Reproduce each of the lines below verbatim, from first to last, and omit the pictures from your reproduction.

> [Supplied data]:
----------
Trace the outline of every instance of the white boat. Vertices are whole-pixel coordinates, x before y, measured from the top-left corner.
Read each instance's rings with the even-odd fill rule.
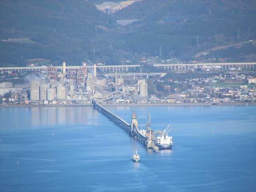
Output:
[[[157,130],[155,133],[155,135],[156,136],[154,142],[159,150],[172,149],[172,137],[169,136],[168,132],[172,128],[172,126],[169,124],[163,131]]]
[[[132,160],[134,161],[138,162],[140,160],[140,156],[138,154],[137,149],[136,149],[136,152],[134,151],[134,150],[133,150],[133,155],[132,156]]]

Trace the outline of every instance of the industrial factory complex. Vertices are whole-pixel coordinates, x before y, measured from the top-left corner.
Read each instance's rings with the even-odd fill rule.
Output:
[[[145,61],[150,60],[143,58],[138,65],[106,66],[88,61],[68,66],[63,61],[61,66],[0,68],[1,105],[92,104],[94,101],[112,104],[256,102],[256,77],[251,75],[255,74],[255,62],[152,64]],[[142,67],[150,67],[154,72],[142,72]],[[206,77],[192,77],[191,74],[198,71]],[[183,80],[170,77],[179,73],[190,75]],[[19,82],[22,78],[26,80]]]

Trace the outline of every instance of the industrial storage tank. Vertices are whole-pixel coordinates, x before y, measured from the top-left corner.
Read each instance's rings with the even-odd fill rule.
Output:
[[[52,88],[47,89],[47,100],[49,101],[51,101],[52,100],[54,100],[55,98],[56,93],[55,88]]]
[[[42,84],[39,87],[39,93],[40,100],[45,101],[47,100],[46,91],[49,88],[49,85],[47,84]]]
[[[30,84],[30,100],[32,101],[39,100],[39,81],[32,81]]]
[[[66,87],[62,85],[57,86],[57,99],[66,99]]]

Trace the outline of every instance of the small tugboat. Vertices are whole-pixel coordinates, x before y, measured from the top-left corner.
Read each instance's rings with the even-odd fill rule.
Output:
[[[135,152],[134,150],[133,150],[133,155],[132,156],[132,160],[136,162],[140,160],[140,156],[138,154],[137,149],[136,149],[136,153]]]

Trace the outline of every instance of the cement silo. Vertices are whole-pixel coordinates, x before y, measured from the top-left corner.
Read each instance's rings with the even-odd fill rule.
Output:
[[[30,84],[30,100],[32,101],[39,100],[39,81],[32,81]]]
[[[44,101],[47,100],[46,92],[48,88],[49,88],[48,85],[44,84],[40,85],[39,87],[40,100]]]
[[[143,82],[140,84],[140,96],[148,96],[148,84]]]
[[[51,101],[54,100],[55,98],[56,93],[55,88],[52,88],[47,89],[47,100]]]
[[[57,86],[57,99],[66,99],[66,87],[62,85]]]

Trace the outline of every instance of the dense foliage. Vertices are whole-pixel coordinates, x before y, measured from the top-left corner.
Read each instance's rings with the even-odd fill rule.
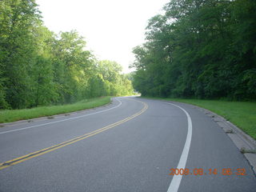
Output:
----------
> [Finished task]:
Trace the outline of every instance of the white boat. Vertices are whole-pixel coordinates, x before y, measured from the top-left corner.
Read each instance's rings with the even-odd fill rule.
Output:
[[[157,130],[155,133],[155,135],[156,136],[154,142],[159,150],[172,149],[172,137],[169,136],[168,132],[172,128],[172,126],[169,124],[163,131]]]
[[[132,160],[134,161],[138,162],[140,160],[140,156],[138,154],[137,149],[136,149],[136,152],[134,151],[134,150],[133,150],[133,155],[132,156]]]

Trace the outline of every instance of the industrial factory complex. Vertices are whole-pixel coordinates, x before y, measured from the top-left corner.
Read each instance's rings with the even-odd fill rule.
Output:
[[[145,61],[150,60],[143,58],[138,65],[106,66],[88,61],[68,66],[63,61],[61,66],[0,68],[1,105],[92,104],[94,101],[112,104],[256,102],[256,77],[251,75],[255,74],[255,62],[152,64]],[[142,67],[150,67],[154,72],[142,72]],[[206,77],[192,77],[191,74],[198,71]],[[183,80],[170,77],[179,73],[190,75]],[[19,82],[22,78],[26,80]]]

Trace the outline of every instance of the industrial storage tank. Vertices are whole-pixel coordinates, x before y, measured from the top-left corner.
Read each instance's rings with the even-odd fill rule.
Output:
[[[52,88],[47,89],[47,100],[49,101],[51,101],[52,100],[54,100],[55,98],[56,93],[55,88]]]
[[[42,84],[39,87],[39,93],[40,100],[45,101],[47,100],[46,91],[49,88],[49,85],[47,84]]]
[[[30,84],[30,100],[32,101],[39,100],[39,81],[32,81]]]
[[[66,87],[62,85],[57,86],[57,99],[66,99]]]

Trace the outline of every instance of the small tugboat. Vertices are whole-pixel coordinates, x before y, measured from the top-left corner.
Read each instance's rings with the even-odd fill rule.
Output:
[[[135,152],[134,150],[133,150],[133,155],[132,156],[132,160],[136,162],[140,160],[140,156],[138,154],[137,149],[136,149],[136,153]]]

Trace the outline of every instance of the cement silo. Vertices are whole-pixel coordinates, x before y, measured from the top-left corner.
Read each instance's rings with the even-odd fill rule.
Output:
[[[30,84],[30,100],[32,101],[39,100],[39,81],[32,81]]]
[[[44,101],[47,100],[46,92],[48,88],[49,88],[48,85],[44,84],[40,85],[39,87],[40,100]]]
[[[143,82],[140,84],[140,96],[148,96],[148,84]]]
[[[51,101],[54,100],[55,98],[56,93],[55,88],[52,88],[47,89],[47,100]]]
[[[57,86],[57,99],[66,99],[66,87],[62,85]]]

Trace the outline of every instance of the dense foliage. Vertices are whole-pixel coordinates, x before y, measured from the top-left corner.
Read each instance's rings with the even-odd fill rule.
Output:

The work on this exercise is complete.